-- Start of SOURCE PASSAGE --

Antoinette Smythe Garnes (about 1887 – July 2, 1938) was an American soprano singer active in the 1920s in the United States.

Education 
Antoinette Smythe Garnes was born about 1887, in Detroit. She studied at Detroit Central High School, Detroit Conservatory of Music, Howard University, and Chicago Musical College; at the last institution she studied with Edoardo Sacerdote, earned a bachelor of music degree in 1919, and was the college's first black winner of the Alexander Revell diamond medal. She also played violin and piano. She earned a master of music degree from Chicago Musical College in 1920.

-- End of SOURCE PASSAGE --
-- Start of MATERIAL SHOWN --

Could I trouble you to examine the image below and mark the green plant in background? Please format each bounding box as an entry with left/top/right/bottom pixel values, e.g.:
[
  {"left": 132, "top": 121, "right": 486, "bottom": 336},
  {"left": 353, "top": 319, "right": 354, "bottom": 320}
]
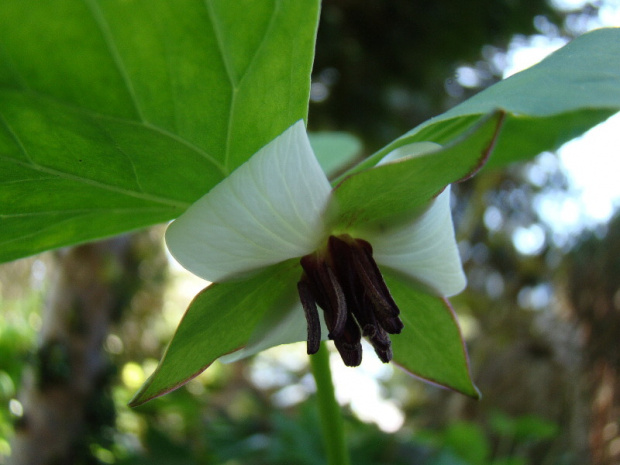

-- End of MATERIAL SHOWN --

- [TASK DESCRIPTION]: Carry on the biography of soprano Antoinette Smythe Garnes from where it stops. You won't need the material.

- [RESULT OF THE TASK]:
Career 
In 1923 Garnes was the only African American member of the Chicago Grand Opera Company. She was a member of the Chicago Opera Association. Erma Morris accompanied her for a performance in Detroit. She sang at a meeting of the NAACP in Chicago in 1919. Music critic Agnes Beldon noted Garnes's "sterling vocal ability and fine training". Her solo recitals were sponsored by local black women's clubs, and benefited charities such as the Phyllis Wheatley Orphan's Home in Wichita. She performed with Naida McCullough in California in 1932.

Garnes taught voice at Lincoln University, Wilberforce University and Hampton Institute. She recorded on Harry Pace's Black Swan Records,  and her recording of two arias was promoted as "the first grand opera record ever made by a colored singer."  She was given an honorary membership in the Alpha Kappa Alpha sorority at the organization's boule (annual meeting) in 1923.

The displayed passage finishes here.